Your assignment:
Write out once more the lines running from the top of the entries below to the line with "Put a dot on every instance of the sky, giving", both ends included.

┏━━

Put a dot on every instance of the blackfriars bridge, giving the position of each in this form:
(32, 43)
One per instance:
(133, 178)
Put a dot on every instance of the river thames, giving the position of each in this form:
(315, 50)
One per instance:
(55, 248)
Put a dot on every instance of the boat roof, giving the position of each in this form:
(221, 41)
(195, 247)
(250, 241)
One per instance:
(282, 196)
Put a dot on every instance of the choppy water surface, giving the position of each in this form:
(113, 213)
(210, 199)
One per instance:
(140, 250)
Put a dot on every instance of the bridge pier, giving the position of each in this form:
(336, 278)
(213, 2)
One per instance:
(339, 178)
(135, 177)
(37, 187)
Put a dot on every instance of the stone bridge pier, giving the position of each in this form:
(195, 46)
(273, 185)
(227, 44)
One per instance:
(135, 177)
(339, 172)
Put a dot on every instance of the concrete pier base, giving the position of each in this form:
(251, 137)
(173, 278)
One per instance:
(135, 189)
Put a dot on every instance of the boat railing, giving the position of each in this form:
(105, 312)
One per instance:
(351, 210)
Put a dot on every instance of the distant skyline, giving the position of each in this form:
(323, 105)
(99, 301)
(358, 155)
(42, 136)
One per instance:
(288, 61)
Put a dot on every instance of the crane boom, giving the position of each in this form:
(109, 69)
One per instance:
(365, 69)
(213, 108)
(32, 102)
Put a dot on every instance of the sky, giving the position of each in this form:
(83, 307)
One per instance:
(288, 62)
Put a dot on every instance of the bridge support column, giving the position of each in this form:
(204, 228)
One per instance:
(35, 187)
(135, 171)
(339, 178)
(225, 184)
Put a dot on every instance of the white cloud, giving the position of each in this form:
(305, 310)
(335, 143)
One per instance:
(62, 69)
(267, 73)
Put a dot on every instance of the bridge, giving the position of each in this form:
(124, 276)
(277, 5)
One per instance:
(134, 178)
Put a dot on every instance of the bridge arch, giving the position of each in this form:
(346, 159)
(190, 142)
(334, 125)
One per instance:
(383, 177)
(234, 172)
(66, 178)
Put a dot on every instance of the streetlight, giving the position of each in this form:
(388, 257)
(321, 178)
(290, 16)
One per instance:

┗━━

Finished task:
Put a dot on every instance of the blackfriars bridge, giving the position of each in this form:
(32, 43)
One per instance:
(133, 178)
Put a dot on every instance of the river thames, giving the position of each in this form:
(315, 50)
One per instance:
(55, 248)
Put a dot on every instance of the boat roof, giving the position of each in this form:
(221, 41)
(195, 247)
(250, 241)
One per instance:
(282, 196)
Put a dot on every instance of the choppy water surface, giving the position of each in this form:
(113, 213)
(210, 199)
One per instance:
(140, 250)
Put a dot on every instance of the bridge pier, giving the position of each in this form:
(336, 278)
(213, 2)
One per instance:
(339, 178)
(135, 177)
(37, 187)
Put a dot on every instance of the stone bridge pier, giving the position of each in this form:
(195, 46)
(273, 185)
(227, 44)
One per instance:
(135, 177)
(339, 172)
Put a dot on every instance of the concrete pier base, giving the position of each in this form:
(251, 137)
(173, 278)
One per instance:
(135, 189)
Put a dot on every instance of the boat railing, giving the position of each in this form:
(105, 312)
One per instance:
(351, 210)
Put a dot on every instance of the distant skyline, giving the position of each in this form:
(323, 105)
(99, 301)
(358, 155)
(42, 136)
One per instance:
(288, 61)
Put a dot on every instance of the crane boom, giving the position of each in this form:
(109, 69)
One per instance:
(365, 69)
(213, 108)
(32, 102)
Put a dot on every instance of the sky, giving the position of each in this form:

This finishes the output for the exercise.